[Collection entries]
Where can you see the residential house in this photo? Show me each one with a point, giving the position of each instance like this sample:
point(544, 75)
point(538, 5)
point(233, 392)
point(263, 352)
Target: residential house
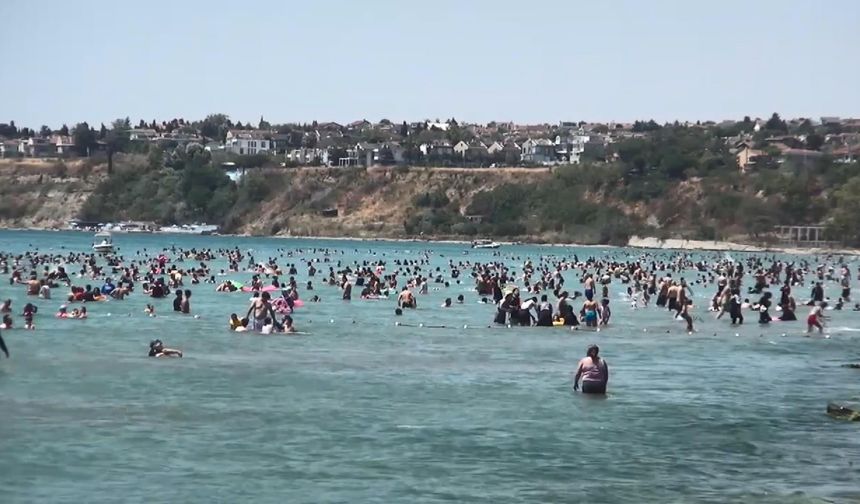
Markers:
point(38, 147)
point(359, 125)
point(309, 156)
point(477, 152)
point(179, 137)
point(746, 156)
point(438, 149)
point(281, 143)
point(801, 157)
point(569, 148)
point(442, 126)
point(367, 153)
point(142, 134)
point(495, 147)
point(846, 154)
point(248, 142)
point(10, 148)
point(213, 146)
point(538, 151)
point(65, 145)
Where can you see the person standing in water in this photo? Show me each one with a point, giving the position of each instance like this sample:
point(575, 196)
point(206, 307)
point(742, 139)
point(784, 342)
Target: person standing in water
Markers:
point(3, 346)
point(593, 371)
point(185, 304)
point(816, 318)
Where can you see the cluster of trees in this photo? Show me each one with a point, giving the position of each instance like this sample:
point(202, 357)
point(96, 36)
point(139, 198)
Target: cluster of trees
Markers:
point(684, 177)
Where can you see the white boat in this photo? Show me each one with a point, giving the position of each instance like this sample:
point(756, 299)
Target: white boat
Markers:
point(104, 243)
point(485, 244)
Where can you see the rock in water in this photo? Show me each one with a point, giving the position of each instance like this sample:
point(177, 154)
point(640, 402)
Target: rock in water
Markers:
point(843, 413)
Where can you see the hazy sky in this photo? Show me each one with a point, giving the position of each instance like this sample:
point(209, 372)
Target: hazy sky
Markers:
point(535, 61)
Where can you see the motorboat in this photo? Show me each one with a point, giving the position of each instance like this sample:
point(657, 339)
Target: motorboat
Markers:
point(103, 243)
point(485, 244)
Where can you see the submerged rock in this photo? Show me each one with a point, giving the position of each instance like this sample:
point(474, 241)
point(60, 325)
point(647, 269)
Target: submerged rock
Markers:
point(843, 413)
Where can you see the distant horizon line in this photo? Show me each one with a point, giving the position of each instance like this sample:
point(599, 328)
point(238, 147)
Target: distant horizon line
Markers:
point(813, 119)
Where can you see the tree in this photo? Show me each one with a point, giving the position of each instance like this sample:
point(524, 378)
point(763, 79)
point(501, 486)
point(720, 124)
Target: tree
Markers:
point(775, 123)
point(117, 139)
point(215, 126)
point(814, 141)
point(806, 127)
point(83, 138)
point(9, 130)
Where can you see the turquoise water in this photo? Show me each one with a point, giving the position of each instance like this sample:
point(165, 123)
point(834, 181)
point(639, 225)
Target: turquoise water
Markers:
point(360, 410)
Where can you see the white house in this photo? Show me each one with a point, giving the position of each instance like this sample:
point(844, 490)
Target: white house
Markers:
point(245, 142)
point(570, 147)
point(308, 156)
point(538, 151)
point(495, 147)
point(142, 134)
point(65, 144)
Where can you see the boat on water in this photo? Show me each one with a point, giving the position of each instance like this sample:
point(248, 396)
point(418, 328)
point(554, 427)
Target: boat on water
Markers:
point(103, 243)
point(485, 244)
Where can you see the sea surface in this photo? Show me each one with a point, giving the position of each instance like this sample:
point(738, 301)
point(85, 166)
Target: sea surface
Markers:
point(361, 410)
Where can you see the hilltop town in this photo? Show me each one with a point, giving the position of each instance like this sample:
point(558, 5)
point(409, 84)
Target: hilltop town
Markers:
point(433, 143)
point(760, 180)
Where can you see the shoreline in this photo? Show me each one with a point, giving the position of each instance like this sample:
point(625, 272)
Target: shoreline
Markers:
point(635, 242)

▸ WHAT YOU HAVE TO DO
Above are the records; from them, give again exactly the lines from the one containing "point(657, 339)" through the one containing "point(834, 181)", both included.

▸ ANSWER SPACE
point(657, 339)
Target: motorboat
Markers:
point(103, 243)
point(485, 244)
Where can you see the submerged rock in this photo? Show me each one with a point, giving the position of each instance like this sample:
point(474, 241)
point(60, 325)
point(647, 269)
Target: submerged rock
Markers:
point(843, 413)
Where can you see the distant horizon line in this photo? Show me each one with a point, giving the position of each instance like this sample:
point(599, 328)
point(238, 147)
Target: distant horizon line
Markers:
point(813, 119)
Where can you see the tree in this photo? Show me each one with a point, giving the position of each instance like this sample:
point(524, 378)
point(763, 79)
point(501, 486)
point(720, 124)
Target: tree
Markers:
point(775, 123)
point(117, 139)
point(215, 126)
point(814, 141)
point(806, 127)
point(83, 138)
point(9, 130)
Where can you see the turquoise water in this photo? Show me each one with a point, giving the position of each instance like this sample:
point(165, 123)
point(834, 181)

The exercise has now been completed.